Carry the biography of Mirghani Alnasri below forward, starting after its last sentence on his leadership of the Sudanese Bar Association.

+++ TEXT SECTION

Mirghani Alnasri (Arabic : ميرغني النصري) (born 1 July 1927 in Ruffa'a, Sudan) was a Sudanese politician for over 40 years. He started out as a lawyer in 1956, eventually becoming recognized as one of the Members of the Council of the State of Sudan.

Personal life

Mirghani Alnasri was born on 1 July 1927 in Ruffa'a, Sudan. 

In 1957, he married Maymouna Muhammed Taha, and they had eight children.

Education
Alnasri graduated with a diploma from Hantoub High School, which is known for its high-profile politician alumni. He graduated from Gordon Memorial College in 1955.

Political life

While in college, Alnasri was a member of the Islamic Socialist Party. 

He started his career as a lawyer in 1956. 

From 1973 to 1985 (with the exception of 1974 and 1976), he was elected the leader of the Sudanese Bar Association.

++++++
+++ EXTRACTED RECORDS

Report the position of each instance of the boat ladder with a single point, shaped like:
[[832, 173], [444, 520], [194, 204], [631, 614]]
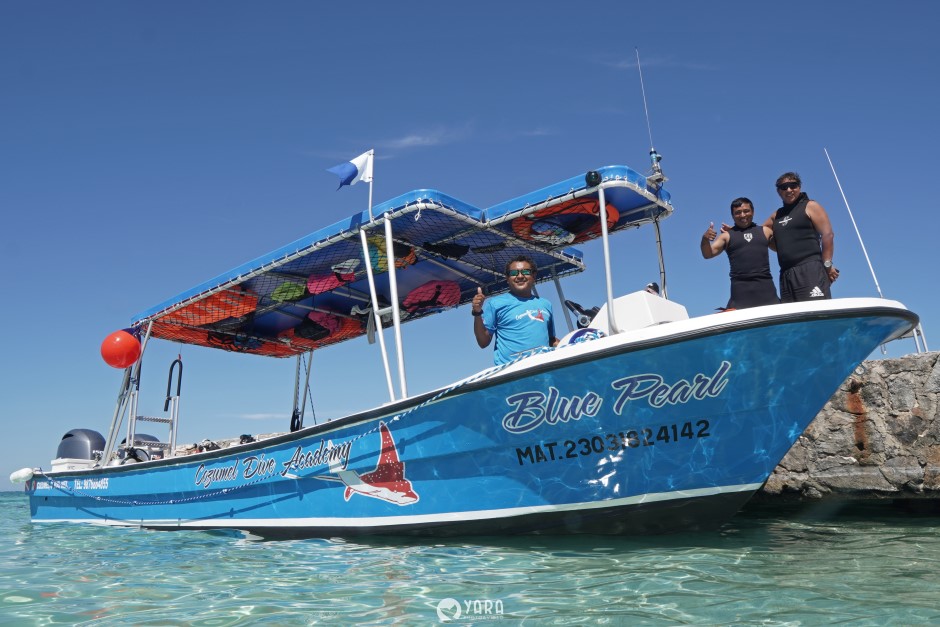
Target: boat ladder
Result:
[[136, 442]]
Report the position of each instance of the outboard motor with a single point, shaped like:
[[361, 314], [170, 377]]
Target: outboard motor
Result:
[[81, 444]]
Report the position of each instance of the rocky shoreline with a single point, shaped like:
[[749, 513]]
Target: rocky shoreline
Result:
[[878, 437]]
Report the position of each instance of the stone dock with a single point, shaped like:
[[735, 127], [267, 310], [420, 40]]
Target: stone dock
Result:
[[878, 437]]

++++++
+++ EXTRACTED RECORDS

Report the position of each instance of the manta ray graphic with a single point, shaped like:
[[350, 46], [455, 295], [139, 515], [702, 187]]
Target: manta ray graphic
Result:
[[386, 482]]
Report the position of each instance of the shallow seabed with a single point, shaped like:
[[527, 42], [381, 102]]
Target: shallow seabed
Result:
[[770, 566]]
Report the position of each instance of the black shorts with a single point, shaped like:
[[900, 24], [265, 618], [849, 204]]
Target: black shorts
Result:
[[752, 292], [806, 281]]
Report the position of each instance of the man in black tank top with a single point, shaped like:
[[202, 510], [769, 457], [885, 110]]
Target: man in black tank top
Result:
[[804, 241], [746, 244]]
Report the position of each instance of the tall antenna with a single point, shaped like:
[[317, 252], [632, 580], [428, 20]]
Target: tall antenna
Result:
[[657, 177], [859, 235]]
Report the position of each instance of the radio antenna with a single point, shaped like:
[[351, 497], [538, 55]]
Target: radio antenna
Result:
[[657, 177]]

++++++

• _OUTPUT OF THE EXERCISE_
Publishing career

He is the author of a variety of political articles that were published in Al Rai Alaam Newspaper (Arabic: الرأي العام). He also published a book, Principles of constitutional law and the democratic experiment in Sudan (Arabic: مبادي القانون الدستوري والتجربة الديمقراطية في السودان), in 1998.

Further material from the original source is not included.